SHORT EXERCISE: Starting at the very beginning of the entries and ending with the line that contains "M 137 135 L", write out those lines as a numbered list, skipping any blank lines. Leave the pictures out of your answer.

DATA RECORDS:
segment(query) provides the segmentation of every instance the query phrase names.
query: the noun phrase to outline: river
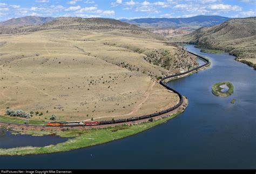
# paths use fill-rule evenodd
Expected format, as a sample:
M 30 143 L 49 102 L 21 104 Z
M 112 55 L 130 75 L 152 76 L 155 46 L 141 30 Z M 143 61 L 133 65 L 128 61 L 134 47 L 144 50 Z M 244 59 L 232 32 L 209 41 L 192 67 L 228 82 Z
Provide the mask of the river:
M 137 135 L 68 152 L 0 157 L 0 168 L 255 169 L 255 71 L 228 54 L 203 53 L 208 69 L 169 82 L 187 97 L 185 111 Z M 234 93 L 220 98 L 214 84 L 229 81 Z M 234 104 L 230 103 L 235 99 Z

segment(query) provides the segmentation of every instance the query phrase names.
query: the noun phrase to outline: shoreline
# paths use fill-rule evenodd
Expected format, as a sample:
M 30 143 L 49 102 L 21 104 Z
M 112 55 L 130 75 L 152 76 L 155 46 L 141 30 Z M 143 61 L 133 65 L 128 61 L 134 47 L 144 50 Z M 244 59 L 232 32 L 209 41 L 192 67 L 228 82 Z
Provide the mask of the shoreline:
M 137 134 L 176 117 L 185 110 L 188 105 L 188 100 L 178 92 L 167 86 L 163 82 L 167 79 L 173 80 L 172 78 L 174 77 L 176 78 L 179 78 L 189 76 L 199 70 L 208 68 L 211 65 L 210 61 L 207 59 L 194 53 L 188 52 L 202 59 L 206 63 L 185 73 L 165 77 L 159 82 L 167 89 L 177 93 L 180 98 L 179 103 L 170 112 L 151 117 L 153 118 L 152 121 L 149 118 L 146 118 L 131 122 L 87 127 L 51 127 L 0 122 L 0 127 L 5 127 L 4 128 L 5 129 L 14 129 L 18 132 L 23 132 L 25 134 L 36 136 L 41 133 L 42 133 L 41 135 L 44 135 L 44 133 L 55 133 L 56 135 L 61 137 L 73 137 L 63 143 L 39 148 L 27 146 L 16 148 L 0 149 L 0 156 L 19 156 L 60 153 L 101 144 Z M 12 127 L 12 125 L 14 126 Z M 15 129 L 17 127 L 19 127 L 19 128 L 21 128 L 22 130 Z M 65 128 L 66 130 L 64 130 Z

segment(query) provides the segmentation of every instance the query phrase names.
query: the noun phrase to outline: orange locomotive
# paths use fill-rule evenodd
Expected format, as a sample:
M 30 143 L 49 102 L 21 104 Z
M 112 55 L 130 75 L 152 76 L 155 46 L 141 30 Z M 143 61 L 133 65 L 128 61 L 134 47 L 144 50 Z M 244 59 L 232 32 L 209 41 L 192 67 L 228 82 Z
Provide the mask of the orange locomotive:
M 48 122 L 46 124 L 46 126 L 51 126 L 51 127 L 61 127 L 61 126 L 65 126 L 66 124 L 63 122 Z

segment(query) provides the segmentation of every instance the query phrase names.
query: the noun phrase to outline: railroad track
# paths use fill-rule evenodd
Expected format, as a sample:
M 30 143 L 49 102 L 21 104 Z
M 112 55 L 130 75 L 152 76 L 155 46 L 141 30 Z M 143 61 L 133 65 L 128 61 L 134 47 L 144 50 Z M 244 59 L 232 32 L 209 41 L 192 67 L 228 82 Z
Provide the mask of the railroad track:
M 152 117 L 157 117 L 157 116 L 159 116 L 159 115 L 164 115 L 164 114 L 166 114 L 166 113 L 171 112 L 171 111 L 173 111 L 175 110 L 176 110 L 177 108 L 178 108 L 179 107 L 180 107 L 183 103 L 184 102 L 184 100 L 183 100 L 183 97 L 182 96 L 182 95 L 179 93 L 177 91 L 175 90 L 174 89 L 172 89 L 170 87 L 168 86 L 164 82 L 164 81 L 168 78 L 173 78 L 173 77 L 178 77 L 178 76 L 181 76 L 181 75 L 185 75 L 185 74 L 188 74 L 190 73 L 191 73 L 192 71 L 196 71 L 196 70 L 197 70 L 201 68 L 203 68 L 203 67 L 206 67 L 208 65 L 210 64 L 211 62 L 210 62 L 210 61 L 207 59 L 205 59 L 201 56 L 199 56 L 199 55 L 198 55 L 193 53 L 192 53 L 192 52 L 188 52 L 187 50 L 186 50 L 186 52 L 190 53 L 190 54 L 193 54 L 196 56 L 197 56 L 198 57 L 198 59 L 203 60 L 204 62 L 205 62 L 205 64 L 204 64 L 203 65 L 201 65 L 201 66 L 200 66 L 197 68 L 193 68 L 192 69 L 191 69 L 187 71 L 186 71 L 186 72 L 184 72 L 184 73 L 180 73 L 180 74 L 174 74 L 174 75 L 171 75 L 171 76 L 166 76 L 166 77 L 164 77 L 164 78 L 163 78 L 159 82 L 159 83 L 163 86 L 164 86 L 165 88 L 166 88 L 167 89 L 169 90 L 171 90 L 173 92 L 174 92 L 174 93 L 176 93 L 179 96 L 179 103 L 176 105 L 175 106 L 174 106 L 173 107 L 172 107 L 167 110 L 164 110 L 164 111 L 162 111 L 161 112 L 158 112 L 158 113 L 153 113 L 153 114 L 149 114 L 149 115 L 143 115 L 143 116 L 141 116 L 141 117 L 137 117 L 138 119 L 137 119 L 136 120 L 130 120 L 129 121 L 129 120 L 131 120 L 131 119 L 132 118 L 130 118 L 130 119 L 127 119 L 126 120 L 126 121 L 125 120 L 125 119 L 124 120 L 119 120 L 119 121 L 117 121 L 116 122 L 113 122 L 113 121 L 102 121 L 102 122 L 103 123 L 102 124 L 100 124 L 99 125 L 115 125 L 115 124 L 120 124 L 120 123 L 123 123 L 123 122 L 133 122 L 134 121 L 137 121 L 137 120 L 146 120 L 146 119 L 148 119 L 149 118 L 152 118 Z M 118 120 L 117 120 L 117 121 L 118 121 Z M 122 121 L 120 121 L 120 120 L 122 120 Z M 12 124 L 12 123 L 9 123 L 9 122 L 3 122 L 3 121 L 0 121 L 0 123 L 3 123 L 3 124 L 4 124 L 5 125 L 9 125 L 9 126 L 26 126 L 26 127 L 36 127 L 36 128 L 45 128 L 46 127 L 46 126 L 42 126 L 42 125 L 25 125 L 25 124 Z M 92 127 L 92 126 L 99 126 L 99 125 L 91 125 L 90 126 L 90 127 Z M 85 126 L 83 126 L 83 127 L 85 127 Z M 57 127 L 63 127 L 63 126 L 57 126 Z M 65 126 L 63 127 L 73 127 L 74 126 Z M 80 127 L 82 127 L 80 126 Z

EXERCISE RESPONSE:
1. segment(query) provides the segmentation of every instance the query phrase names.
2. query: the noun phrase to outline: river
3. # paths use fill-rule evenodd
4. Expected format, as a sample:
5. M 30 143 L 49 102 L 21 104 Z
6. M 112 55 L 130 75 L 152 76 L 155 46 L 141 30 Z M 143 61 L 133 65 L 128 61 L 134 47 L 144 50 Z M 244 59 L 232 32 L 209 41 L 192 67 L 228 82 Z
7. Provide the mask of the river:
8. M 137 135 L 68 152 L 0 157 L 0 168 L 255 169 L 255 71 L 228 54 L 203 53 L 208 69 L 169 82 L 187 97 L 185 111 Z M 234 93 L 220 98 L 214 84 L 229 81 Z M 234 104 L 230 103 L 235 99 Z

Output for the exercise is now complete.